*** Opening Document excerpt ***

9.Those guys down the street on the west side are so caught up following the book that they forgot they are supposed to be aggressive firefighters. If you see them stop to catch a hydrant drive around them and we’ll run a line off the tank. We’ll be alright but if we run out they can fill us.
10. I’ve been on this job so long that I don’t need to check my equipment or the truck. Besides, the guy yesterday should have done it all.
11. I don’t care if you are a grown man who did 3 deployments to Afganistan as a combat medic. You don’t know what you’re talking about, I’m a better medic than you’ll every be.
12. “There I was at that 4 alarm fire……Just me….against the Red Devil…..”
This is advice I’ve heard people tell Probies. Most of these are direct quotes. The caliber of leadership can sometimes be astounding.
Many things are being discussed in our service today. My take on things is a mix I suppose you could say between sides of the fence that the Fire Service has created. We have the “Safety Sallies” in the blue corner and the “Aggressives” in the red corner. I did the groups in specific corners for a reason, if you figure it out wonderful, if not, sorry. Many issues are in the front of our minds right now. Searching of insert name of building type here, proper size hose lines, ventilation, etc. We seem to split down party lines and to me this about the worst thing we could possibly do.

*** Closing Document excerpt ***
*** Opening Material supplied ***

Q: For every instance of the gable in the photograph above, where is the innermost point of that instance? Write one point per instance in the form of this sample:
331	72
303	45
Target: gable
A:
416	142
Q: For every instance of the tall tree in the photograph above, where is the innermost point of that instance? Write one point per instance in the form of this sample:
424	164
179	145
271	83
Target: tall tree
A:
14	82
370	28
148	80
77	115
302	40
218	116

*** Closing Material supplied ***

Questions on the material:
- 1) In the fire service excerpt, which two groups does the writer place in the blue corner and the red corner?
- 2) Condense the paragraph of the fire service excerpt that begins "Many things are being discussed" into a short bulleted list that keeps its main facts.
- 3) Continue the fire service excerpt from the point where it stops.
The items are not needed for any of this work.

Answer list:
- 1) The "Safety Sallies" are in the blue corner, and the "Aggressives" are in the red corner.

- 2)
- Many things are being discussed in the fire service today.
- The writer's view mixes the two sides that the service has created.
- The "Safety Sallies" are in the blue corner and the "Aggressives" are in the red corner, and the corners were chosen for a reason.
- Current issues include searching various building types, proper hose line size, and ventilation.
- Splitting along party lines is, to the writer, about the worst thing the service could do.

- 3)
Here’s a novel idea, break down the fence and meet in the middle!Many outstanding and far more intellegent folks tha I, occupy both “camps,” so how about instead of “flinging poo” as Chief Goodrich has elluded to in his post and “Sir Lancelot etc” by Dave LeBlanc, both on this sight. If you haven’t read them, please do before you finish this. These two gentlemen, who, Dave I know personnally and Art I know through his writing and chatting with, represent the corners. These two guys don’t share the same beliefs on some of the issues, yet they are friends, and meet in the middle, in the battleground that has become of Safety vs Aggressiveness.
We all came on this job to be a fireman, to my knowledge no one forced you to get on that engine, truck, or rescue, if someone was forced to come on the job, stop reading now. Being a fireman, is a tough demanding and dangerous job, period! We’ve come a long way from hanging on the tailboard, trying to pull our boots up, to enclosed cabs, with Seatbelts! Wow, are we good are what? Spare me the butt slapping and back patting we all do, before the job is done. Our job is never going to be done, fires happen, fact and people die, if not for us! Real quick, if you don’t like being referred to as a fireman and would prefer Fighfighter, the touchy feely PC way, just pretend. We have some of the smartest folks in the world working in our profession. IAFF, NFPA, NIOSH, EGH, IAFC,etc, these folks are giving us tools to put in our paperwork toolbox everyday and as firemen and bosses, we need to use them to help keep our members safe. We have hands on training like Brotherhood of Instructors, Vulcan training groups and many other teaching the apparatus toolbox things to make us better firemen, everyday folks!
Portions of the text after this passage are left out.